• DATA ROWS
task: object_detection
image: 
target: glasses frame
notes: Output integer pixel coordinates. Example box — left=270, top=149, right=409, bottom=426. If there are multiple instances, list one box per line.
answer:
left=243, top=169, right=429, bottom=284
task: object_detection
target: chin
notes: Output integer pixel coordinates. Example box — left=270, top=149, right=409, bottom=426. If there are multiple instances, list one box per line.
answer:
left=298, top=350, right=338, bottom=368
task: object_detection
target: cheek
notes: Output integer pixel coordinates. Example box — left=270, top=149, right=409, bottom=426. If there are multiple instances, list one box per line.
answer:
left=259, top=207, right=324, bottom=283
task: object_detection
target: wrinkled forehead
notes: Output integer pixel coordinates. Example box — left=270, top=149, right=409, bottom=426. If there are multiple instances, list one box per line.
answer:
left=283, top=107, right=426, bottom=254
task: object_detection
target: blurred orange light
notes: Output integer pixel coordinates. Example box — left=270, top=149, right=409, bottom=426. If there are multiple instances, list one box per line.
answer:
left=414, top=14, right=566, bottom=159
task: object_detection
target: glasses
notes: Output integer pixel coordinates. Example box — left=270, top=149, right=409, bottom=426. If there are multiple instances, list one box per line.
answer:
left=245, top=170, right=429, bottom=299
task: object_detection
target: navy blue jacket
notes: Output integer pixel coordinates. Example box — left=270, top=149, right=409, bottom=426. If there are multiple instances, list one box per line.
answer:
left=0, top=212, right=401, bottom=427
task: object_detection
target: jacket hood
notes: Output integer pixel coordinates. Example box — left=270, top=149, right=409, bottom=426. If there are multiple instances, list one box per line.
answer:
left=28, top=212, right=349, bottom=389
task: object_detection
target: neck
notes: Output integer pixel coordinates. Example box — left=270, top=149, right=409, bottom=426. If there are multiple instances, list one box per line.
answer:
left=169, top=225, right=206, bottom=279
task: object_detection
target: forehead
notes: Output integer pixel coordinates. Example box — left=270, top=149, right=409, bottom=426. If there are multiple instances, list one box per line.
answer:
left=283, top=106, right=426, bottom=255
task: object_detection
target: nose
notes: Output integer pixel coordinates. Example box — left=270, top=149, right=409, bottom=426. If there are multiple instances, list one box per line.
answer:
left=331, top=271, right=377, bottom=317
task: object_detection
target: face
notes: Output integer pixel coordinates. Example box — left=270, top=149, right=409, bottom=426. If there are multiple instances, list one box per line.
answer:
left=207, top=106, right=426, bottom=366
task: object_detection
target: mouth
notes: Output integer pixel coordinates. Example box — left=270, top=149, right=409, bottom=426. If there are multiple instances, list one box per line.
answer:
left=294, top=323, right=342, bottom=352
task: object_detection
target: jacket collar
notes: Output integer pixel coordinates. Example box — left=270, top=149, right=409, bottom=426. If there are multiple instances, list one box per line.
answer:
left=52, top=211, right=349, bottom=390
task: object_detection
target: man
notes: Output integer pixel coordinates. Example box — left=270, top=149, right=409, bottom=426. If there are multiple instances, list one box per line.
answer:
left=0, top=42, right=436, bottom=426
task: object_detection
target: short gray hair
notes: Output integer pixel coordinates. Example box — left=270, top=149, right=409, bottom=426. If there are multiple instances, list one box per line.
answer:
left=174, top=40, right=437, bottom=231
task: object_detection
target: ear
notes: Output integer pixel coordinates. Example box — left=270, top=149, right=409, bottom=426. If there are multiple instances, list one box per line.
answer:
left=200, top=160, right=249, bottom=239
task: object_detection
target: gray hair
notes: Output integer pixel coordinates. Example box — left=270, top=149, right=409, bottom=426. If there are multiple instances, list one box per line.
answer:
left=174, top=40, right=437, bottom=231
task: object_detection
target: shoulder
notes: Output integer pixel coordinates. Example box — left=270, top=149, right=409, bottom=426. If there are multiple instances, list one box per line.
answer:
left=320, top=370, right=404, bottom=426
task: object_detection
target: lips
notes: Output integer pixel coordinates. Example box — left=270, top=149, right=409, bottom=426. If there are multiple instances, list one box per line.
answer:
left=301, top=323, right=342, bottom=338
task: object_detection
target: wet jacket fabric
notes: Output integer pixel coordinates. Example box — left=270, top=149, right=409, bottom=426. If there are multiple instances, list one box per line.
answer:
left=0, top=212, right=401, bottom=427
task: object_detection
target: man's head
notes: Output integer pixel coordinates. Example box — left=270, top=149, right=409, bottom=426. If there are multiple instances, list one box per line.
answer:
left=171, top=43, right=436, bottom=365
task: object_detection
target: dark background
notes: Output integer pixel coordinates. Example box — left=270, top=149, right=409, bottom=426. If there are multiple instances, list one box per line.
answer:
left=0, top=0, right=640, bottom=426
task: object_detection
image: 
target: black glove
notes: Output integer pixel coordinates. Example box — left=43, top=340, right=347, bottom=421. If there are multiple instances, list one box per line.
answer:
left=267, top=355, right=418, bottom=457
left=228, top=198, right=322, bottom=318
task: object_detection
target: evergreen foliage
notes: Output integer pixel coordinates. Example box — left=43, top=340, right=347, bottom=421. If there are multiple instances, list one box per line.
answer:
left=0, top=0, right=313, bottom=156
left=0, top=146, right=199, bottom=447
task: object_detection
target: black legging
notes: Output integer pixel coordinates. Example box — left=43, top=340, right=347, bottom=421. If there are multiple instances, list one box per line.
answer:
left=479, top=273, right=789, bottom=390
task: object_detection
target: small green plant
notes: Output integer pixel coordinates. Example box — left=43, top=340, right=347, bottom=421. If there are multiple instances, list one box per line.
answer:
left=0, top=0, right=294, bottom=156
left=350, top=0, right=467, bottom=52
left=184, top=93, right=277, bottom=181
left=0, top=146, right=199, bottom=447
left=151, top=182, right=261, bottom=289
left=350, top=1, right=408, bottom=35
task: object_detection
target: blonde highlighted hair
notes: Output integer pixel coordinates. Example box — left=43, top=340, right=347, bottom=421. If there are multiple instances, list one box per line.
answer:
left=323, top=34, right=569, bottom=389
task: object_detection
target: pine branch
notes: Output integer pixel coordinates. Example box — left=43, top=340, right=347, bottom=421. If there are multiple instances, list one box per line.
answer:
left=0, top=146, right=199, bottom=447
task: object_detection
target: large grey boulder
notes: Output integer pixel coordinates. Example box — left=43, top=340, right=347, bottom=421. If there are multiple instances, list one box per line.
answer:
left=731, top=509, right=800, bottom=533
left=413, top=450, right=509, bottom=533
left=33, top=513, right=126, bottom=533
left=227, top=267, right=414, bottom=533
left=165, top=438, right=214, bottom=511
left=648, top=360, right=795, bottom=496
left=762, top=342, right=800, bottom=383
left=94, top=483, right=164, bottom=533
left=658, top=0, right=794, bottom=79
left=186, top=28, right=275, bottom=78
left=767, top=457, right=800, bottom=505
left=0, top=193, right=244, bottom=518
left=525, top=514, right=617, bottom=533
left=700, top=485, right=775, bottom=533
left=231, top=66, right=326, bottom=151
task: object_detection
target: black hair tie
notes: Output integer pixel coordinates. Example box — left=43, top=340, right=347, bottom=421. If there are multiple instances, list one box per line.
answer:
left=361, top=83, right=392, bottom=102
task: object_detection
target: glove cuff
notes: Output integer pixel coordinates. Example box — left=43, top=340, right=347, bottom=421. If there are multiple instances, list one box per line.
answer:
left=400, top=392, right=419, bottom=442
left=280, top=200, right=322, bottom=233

• AIM
Rescale the rows from the start through the line containing "left=243, top=169, right=429, bottom=284", both ends included, and write out each line again, requests included. Multiply every bounding-box coordinate in the answers by 0.9 and round to whole numbers, with halves rounding up. Leave the requests and their sample boxes unchanged.

• EXERCISE RESULT
task: object_detection
image: 
target: glasses frame
notes: Output integer pixel coordinates. Example box — left=270, top=149, right=409, bottom=426. If there are multiple instances, list one box per line.
answer:
left=219, top=152, right=386, bottom=256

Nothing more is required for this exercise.